▶ **The problem**: Extract every line of the records that contains the word "compound".

▶ **Entries shown**:
-- Start --

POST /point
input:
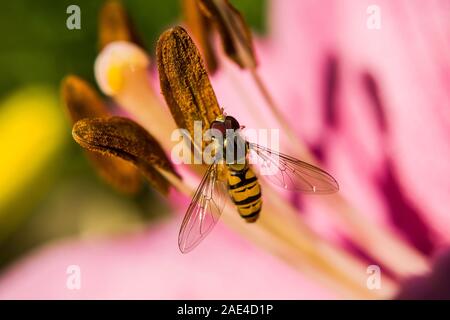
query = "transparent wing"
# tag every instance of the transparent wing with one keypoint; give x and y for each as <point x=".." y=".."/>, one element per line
<point x="204" y="211"/>
<point x="292" y="174"/>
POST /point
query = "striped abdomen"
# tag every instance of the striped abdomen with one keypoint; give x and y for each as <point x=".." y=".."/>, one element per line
<point x="245" y="192"/>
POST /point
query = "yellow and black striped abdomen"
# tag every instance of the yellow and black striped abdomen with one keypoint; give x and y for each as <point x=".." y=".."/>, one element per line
<point x="245" y="191"/>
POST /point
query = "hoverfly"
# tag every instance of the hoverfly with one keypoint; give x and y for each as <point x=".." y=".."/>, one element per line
<point x="242" y="184"/>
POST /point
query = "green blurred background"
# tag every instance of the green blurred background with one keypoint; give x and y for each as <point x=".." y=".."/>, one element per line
<point x="48" y="190"/>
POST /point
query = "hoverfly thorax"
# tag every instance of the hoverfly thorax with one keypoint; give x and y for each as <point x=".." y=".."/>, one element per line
<point x="234" y="149"/>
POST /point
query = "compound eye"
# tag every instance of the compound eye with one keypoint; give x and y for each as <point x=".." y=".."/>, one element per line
<point x="231" y="123"/>
<point x="218" y="125"/>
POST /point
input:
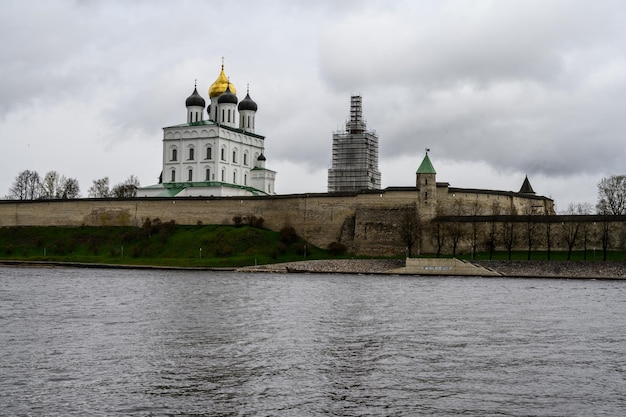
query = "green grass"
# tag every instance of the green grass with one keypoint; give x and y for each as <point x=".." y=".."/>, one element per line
<point x="591" y="255"/>
<point x="157" y="244"/>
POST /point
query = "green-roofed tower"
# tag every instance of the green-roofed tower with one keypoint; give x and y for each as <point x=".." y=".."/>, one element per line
<point x="426" y="167"/>
<point x="426" y="183"/>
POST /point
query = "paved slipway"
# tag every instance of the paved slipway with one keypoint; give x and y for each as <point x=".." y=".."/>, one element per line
<point x="535" y="269"/>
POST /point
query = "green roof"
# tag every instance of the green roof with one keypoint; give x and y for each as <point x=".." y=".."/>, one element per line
<point x="426" y="167"/>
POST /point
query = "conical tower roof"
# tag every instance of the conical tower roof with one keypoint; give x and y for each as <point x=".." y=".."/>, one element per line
<point x="426" y="167"/>
<point x="526" y="187"/>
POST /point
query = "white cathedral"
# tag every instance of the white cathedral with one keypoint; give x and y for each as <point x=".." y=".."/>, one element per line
<point x="216" y="156"/>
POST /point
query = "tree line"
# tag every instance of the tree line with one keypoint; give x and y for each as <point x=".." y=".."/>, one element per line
<point x="29" y="185"/>
<point x="473" y="227"/>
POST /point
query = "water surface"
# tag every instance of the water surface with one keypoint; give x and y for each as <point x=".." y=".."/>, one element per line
<point x="165" y="343"/>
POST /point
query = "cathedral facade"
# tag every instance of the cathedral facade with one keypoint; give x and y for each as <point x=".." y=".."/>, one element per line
<point x="217" y="153"/>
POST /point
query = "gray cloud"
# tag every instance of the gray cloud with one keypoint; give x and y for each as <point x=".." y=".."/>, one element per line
<point x="521" y="86"/>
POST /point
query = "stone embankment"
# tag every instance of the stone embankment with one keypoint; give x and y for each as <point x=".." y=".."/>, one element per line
<point x="535" y="269"/>
<point x="558" y="269"/>
<point x="332" y="266"/>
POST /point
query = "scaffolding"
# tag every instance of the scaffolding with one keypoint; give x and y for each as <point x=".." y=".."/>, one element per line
<point x="355" y="155"/>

-- End --

▶ **The reply**:
query = "compound eye"
# tag every instance of the compound eye with one keypoint; give x and y for each as <point x=".." y=".."/>, one element per line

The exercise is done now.